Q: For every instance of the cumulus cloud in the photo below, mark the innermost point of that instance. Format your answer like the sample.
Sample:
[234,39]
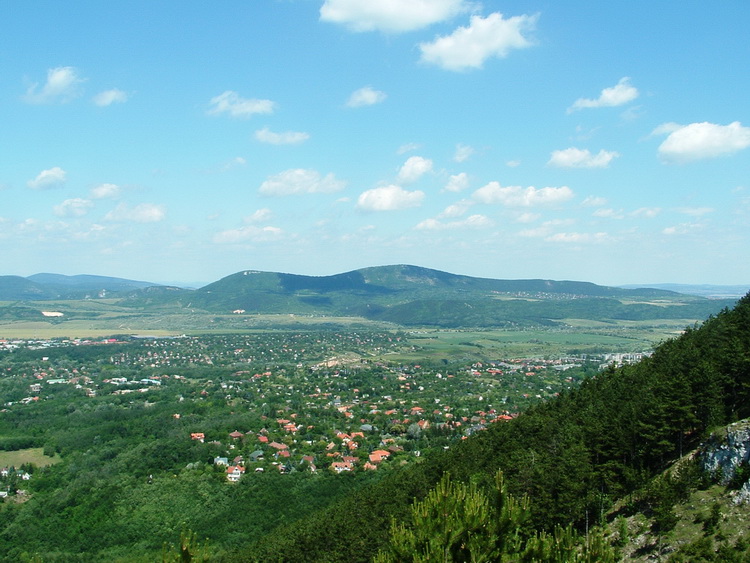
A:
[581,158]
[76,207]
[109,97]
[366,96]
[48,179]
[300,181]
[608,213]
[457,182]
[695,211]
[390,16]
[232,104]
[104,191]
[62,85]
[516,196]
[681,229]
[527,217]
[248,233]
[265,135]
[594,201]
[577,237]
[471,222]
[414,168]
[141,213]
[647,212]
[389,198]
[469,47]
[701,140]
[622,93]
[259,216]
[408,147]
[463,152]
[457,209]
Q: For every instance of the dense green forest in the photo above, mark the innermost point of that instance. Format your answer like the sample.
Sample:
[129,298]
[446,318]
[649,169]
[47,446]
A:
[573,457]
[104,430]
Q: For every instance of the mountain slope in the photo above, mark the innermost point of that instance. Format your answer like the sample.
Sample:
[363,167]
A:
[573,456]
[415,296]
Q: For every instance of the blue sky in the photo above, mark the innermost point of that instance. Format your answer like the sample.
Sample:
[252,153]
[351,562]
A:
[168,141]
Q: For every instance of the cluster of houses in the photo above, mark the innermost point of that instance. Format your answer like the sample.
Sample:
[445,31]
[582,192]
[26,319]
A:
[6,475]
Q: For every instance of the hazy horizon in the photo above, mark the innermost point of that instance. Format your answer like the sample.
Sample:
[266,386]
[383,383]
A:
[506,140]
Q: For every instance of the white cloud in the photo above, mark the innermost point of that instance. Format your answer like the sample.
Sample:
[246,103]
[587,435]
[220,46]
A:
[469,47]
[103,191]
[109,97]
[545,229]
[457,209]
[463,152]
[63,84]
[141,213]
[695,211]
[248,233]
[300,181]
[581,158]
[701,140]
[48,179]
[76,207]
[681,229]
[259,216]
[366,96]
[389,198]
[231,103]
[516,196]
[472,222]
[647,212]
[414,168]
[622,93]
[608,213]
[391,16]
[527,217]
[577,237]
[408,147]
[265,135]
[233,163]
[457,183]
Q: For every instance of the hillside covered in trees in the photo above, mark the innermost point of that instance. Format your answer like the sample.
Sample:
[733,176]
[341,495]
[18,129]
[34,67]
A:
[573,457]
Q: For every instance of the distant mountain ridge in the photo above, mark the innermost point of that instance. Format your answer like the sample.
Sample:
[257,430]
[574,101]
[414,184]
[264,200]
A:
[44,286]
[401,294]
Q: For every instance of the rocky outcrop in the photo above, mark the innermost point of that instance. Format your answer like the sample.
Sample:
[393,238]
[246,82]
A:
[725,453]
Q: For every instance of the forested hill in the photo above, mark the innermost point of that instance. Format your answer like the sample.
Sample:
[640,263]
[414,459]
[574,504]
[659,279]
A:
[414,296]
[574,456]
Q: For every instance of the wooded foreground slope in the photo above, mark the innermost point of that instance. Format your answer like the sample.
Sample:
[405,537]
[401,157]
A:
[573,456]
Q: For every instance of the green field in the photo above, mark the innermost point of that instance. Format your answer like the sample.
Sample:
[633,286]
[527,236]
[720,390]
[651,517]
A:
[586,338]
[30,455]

————

Output the entries verbatim, skipping images.

Q: For every instance of the cumulus cloud in the photo below, mark the innermost point of that instance. Format your answer like the sample.
Sample:
[234,39]
A:
[581,158]
[76,207]
[109,97]
[366,96]
[48,179]
[300,181]
[608,213]
[457,182]
[695,211]
[390,16]
[232,104]
[104,191]
[62,85]
[516,196]
[681,229]
[527,217]
[248,233]
[265,135]
[594,201]
[577,237]
[471,222]
[414,168]
[141,213]
[647,212]
[389,198]
[469,47]
[701,140]
[622,93]
[259,216]
[408,147]
[463,152]
[457,209]
Q: For every instance of the dense green forest in the photo above, mark the innermost point of that instance. Format your answer like the sample.
Sample:
[129,298]
[446,318]
[649,169]
[47,446]
A:
[573,457]
[104,430]
Q: For every instance of the mountain slope in the photo above, mark the innermost point of that instance. Format your answer like the sample.
Sample:
[363,167]
A:
[573,456]
[415,296]
Q: For every instance of the blue sky in the photo above, mark the innermost point of that instance. Format your answer like the sample.
Sample:
[252,153]
[351,562]
A:
[168,141]
Q: For every instance of the cluster of houses in the photo above, mark the innermost point of that instance. Format your answer like the sample.
Sample:
[445,31]
[582,192]
[26,319]
A:
[6,475]
Q: For every instance of the hazy horizon in the photo above, mark the innermost point of that instance. Format your answer like the sample.
Sample:
[266,386]
[383,383]
A:
[506,140]
Q: For every instance of the white cloud in the photo above, mark the innermost point of that instance. Format your answer like the sample.
Sample:
[246,103]
[587,435]
[220,46]
A:
[469,47]
[103,191]
[109,97]
[545,229]
[457,209]
[463,152]
[63,84]
[141,213]
[695,211]
[248,233]
[300,181]
[581,158]
[701,140]
[48,179]
[76,207]
[681,229]
[259,216]
[366,96]
[389,198]
[231,103]
[516,196]
[472,222]
[647,212]
[414,168]
[622,93]
[608,213]
[391,16]
[527,217]
[577,237]
[408,147]
[265,135]
[233,163]
[457,183]
Q: For every instance of the hillside covered in trees in the photo above, mark the innermost point of that instance. Format your answer like the sample.
Sample:
[733,176]
[341,495]
[18,129]
[34,67]
A:
[573,457]
Q: For every instance of the distant mountain ridge in the photo above, mark the innermost point of that instance. Format your answer like the sample.
Sample:
[257,430]
[574,101]
[414,184]
[264,200]
A:
[44,286]
[401,294]
Q: For every instance of the rocky outcrop in the photo above, mark the innermost point of that instance. Format your answer like the sample.
Sample:
[393,238]
[246,82]
A:
[725,453]
Q: For every instance of the forested hill in the photo above, mark the innermost point of that instance. Format your answer like the sample.
Sample:
[640,263]
[414,459]
[574,504]
[659,279]
A:
[414,296]
[574,456]
Q: For every instance of the wooded foreground slope in the photo above, mark the innermost point of that instance. Format your answer like the sample.
Sample:
[405,537]
[401,157]
A:
[573,456]
Q: For every instance of the green field in the photo above, mark the innermost point of that instance. Format your answer like the sample.
Sample:
[633,286]
[527,236]
[720,390]
[651,517]
A:
[586,338]
[30,455]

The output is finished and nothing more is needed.